* [Raw listing]
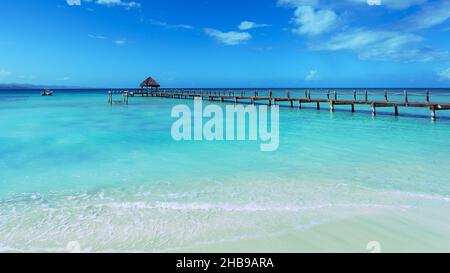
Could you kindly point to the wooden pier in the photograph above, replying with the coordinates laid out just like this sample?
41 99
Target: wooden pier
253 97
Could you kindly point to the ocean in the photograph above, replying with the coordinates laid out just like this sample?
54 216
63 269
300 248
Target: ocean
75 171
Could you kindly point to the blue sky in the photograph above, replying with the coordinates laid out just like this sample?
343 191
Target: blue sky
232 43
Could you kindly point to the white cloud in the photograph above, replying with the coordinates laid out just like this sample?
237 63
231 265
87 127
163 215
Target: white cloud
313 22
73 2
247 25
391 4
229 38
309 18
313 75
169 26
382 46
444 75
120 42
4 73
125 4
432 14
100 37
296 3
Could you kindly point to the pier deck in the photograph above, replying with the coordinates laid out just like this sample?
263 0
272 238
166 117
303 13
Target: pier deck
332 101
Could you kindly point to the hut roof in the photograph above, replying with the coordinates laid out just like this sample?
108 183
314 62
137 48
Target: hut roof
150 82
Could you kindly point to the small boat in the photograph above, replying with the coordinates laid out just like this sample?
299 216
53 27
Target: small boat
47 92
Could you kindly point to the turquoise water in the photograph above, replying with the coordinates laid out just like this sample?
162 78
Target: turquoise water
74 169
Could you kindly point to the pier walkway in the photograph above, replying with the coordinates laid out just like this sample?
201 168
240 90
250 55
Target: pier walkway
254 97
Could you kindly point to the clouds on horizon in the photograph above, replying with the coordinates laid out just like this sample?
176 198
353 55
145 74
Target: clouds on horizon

* [Given task] Please recast every line of the listing above as a JSON list of strings, one string per line, leaving out blank lines and the pictures.

* [Result]
[
  "Could you kindly point to the wooden pier in the photograph above, replying with the coordinates laid out just like this sample?",
  "41 99",
  "Target: wooden pier",
  "253 97",
  "Could you kindly point to the ocean in the photograph above, replying with the coordinates laid out just like this sample?",
  "54 216",
  "63 269",
  "300 248",
  "Target: ocean",
  "75 171",
  "Could you kindly point to the blue sky in the photograph above, replying with the coordinates laid out just like this sample?",
  "343 191",
  "Target: blue sky",
  "232 43",
  "Could you kindly point to the white cloud in the photograph above, replying with the coordinates laid out just like this sample?",
  "237 63",
  "231 265",
  "87 127",
  "163 215",
  "Target: white cloud",
  "313 22",
  "73 2",
  "247 25",
  "391 4",
  "229 38",
  "309 18",
  "313 75",
  "169 26",
  "382 46",
  "444 75",
  "120 42",
  "4 73",
  "125 4",
  "432 14",
  "100 37",
  "296 3",
  "Could you kindly point to the pier deck in the photograph above, replying with the coordinates laid out just like this sample?",
  "263 0",
  "272 238",
  "166 117",
  "303 13",
  "Target: pier deck",
  "332 101",
  "Could you kindly point to the hut roof in the photograph above, replying with the coordinates laid out just like this sample?",
  "108 183",
  "314 62",
  "137 48",
  "Target: hut roof",
  "150 82",
  "Could you kindly point to the small boat in the photograph above, replying with the coordinates laid out just like this sample?",
  "299 216",
  "53 27",
  "Target: small boat",
  "47 92",
  "Could you kindly point to the turquoise water in the photograph above, replying with the coordinates laid out just like this sample?",
  "162 78",
  "Target: turquoise water",
  "74 169",
  "Could you kindly point to the pier walkway in the photograph above, replying with the coordinates laid out just like this sample?",
  "201 168",
  "240 90",
  "250 55",
  "Target: pier walkway",
  "254 97",
  "Could you kindly point to the clouds on horizon in the photograph above, replying with the coordinates laid out just like this sample?",
  "176 198",
  "353 55",
  "145 74",
  "Target: clouds on horizon"
]